### Texte source

Elle défend farouchement les cycles pour respecter les rythmes de chacun, elle vilipende les méthodes pédagogiques françaises qui portent au pinacle la rapidité du lièvre contre la lenteur de la tortue. On connaît la fable de La Fontaine mais la réalité est-elle au niveau de la fable ? Combien d’innumériques comme elle les appelle ? Combien de tortues blessées ? Et les lièvres, qu’y gagnent-ils ?

Nadine Lanneau, professeure documentaliste, collège de Boulogne-sur-Gesse (31).


Le point de vue de Françoise Colsaet

Tous les ouvrages de Stella Baruk sont construits sur la même idée : l’enseignement des mathématiques amène les élèves à l’abandon de toute recherche de sens. Au-delà de la consolation que cette affirmation peut apporter à ceux qui ont passé de mauvais moments en cours de mathématiques, il est nécessaire d’essayer de comprendre les raisons d’un succès, mais aussi de s’interroger sur la pertinence des thèses défendues.

######

- [Tâches et exercices]:
A - D'après le texte sur les ouvrages de Stella Baruk, sur quelle idée tous ses livres sont-ils construits ?
B - Reprenez le texte sur les ouvrages de Stella Baruk après sa dernière phrase et poursuivez-le.

### Données fournies

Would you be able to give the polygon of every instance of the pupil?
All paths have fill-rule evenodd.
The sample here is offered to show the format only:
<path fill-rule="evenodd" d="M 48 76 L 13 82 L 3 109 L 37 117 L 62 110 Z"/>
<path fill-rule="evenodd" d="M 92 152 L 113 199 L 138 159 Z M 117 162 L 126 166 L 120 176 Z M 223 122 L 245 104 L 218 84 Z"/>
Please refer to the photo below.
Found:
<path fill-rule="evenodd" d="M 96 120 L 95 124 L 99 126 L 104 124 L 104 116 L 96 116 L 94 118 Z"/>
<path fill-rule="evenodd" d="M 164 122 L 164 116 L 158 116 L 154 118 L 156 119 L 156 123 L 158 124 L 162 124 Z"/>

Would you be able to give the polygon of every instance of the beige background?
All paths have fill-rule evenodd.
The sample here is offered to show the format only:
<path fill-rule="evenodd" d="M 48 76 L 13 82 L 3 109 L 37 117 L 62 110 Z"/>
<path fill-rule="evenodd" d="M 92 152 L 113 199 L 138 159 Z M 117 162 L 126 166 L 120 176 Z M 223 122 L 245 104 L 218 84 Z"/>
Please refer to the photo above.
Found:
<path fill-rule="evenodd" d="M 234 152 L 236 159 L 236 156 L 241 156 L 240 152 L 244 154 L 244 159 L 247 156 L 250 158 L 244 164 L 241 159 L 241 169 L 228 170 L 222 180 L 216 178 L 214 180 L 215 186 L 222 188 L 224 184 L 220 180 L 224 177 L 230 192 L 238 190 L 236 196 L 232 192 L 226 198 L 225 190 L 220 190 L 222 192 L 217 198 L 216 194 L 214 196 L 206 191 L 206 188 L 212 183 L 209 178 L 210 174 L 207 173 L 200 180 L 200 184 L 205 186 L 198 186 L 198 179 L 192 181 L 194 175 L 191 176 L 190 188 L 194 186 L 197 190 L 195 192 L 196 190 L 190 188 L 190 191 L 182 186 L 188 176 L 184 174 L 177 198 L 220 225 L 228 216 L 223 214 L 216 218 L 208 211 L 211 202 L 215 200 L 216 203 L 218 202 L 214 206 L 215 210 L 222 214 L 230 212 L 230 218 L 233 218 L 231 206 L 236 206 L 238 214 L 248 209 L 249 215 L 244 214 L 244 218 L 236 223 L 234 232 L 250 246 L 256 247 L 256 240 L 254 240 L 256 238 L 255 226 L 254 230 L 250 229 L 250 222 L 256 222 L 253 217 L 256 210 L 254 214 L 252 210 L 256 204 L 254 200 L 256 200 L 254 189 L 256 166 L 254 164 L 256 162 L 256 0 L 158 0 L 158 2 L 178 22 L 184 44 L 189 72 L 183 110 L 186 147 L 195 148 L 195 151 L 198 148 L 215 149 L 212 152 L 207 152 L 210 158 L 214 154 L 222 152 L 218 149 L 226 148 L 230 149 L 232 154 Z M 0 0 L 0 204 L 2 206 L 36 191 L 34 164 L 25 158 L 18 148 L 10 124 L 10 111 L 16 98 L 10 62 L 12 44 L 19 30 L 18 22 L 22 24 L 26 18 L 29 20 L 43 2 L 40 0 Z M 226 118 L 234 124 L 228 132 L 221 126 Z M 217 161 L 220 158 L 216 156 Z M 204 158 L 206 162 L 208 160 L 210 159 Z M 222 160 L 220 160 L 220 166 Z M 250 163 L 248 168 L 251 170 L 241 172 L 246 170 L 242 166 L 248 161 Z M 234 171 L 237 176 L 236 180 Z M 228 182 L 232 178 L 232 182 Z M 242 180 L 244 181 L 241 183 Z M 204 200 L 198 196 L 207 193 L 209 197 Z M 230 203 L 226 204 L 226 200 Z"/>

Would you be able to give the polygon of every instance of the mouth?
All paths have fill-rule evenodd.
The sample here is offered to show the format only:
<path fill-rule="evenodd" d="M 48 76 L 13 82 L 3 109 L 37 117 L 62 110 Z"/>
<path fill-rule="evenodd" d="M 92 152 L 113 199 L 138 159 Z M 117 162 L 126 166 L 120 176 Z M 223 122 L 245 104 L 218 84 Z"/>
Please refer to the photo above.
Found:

######

- [Réponses par tâche]:
A - L'enseignement des mathématiques amène les élèves à l'abandon de toute recherche de sens.

B -
Comme dans les livres précédents, la quasi-totalité de l’ouvrage consiste en de multiples exemples d’erreurs dans des travaux d’élèves. C’est seulement en abordant le dernier chapitre et l’annexe qu’on aura un aperçu de certaines propositions faites (pour le cycle 2 seulement) par l’auteure pour ce qu’elle appelle une révolution douce de l’enseignement des mathématiques. Notons d’abord, c’est plus important qu’on ne croit, que la lecture n’est pas facile, car l’écriture et la forme adoptées ne rendent pas toujours son propos clair. Les jeux de mots abondent dont le premier est le classique « automathe » ! Notons que le vocabulaire utilisé pour décrire les erreurs d’élèves (souvent très classiques, et que nous avons tous rencontrées), est souvent bien excessif. (« l’écriture de 7 = 0 est une sorte d’excroissance qui, même emprisonnée dans les carreaux du papier quadrillé d’une copie d’élève, ne pouvait dissimuler sa monstruosité… ») Avouons notre agacement devant des expressions comme des « petits élèves » fragiles et martyrisés, qui produisent autant « d’êtres numériques mutilés, difformes, sans queue ni tête ».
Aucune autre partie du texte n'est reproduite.